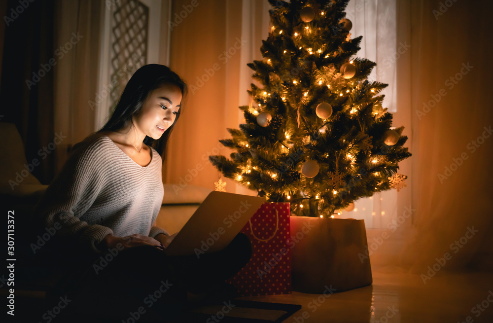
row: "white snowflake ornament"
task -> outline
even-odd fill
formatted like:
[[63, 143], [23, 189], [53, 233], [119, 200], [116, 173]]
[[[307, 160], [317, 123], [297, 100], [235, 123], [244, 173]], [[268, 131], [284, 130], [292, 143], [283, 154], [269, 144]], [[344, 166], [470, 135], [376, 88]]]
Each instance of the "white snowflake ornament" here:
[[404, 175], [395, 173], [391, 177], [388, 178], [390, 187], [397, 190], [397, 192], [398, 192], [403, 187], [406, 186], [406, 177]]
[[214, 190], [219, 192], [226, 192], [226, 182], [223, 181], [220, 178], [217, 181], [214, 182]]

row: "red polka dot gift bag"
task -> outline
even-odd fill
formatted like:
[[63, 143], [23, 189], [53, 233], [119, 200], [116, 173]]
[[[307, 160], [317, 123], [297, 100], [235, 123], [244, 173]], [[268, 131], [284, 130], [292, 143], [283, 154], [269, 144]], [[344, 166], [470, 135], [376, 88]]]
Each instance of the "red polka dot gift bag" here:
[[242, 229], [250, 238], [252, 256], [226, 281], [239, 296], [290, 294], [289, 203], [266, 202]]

==

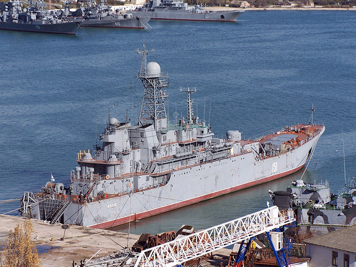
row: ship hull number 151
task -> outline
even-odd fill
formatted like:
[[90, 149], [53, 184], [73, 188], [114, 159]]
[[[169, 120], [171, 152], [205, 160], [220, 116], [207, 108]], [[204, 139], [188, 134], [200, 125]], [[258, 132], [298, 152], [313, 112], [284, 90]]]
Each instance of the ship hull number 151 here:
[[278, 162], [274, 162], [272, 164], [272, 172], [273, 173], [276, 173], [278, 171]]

==

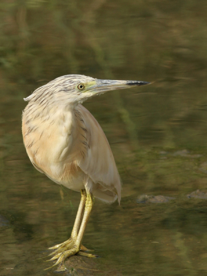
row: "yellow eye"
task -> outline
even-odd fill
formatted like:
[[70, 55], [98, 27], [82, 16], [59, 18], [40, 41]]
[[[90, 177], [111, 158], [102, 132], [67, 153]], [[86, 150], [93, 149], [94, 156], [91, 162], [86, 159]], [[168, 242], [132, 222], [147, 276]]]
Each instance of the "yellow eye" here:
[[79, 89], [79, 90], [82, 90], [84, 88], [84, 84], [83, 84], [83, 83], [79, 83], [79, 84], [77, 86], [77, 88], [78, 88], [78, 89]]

■ TASK DETAILS ■
Identify each line in the data that contains the word "instance" and copy those lines.

■ THE ANSWER ■
Each instance of the "white snowflake ornament" here:
Each instance of the "red polka dot gift bag" here:
Each instance of the ship hull number 151 here:
Each instance of the "yellow eye" here:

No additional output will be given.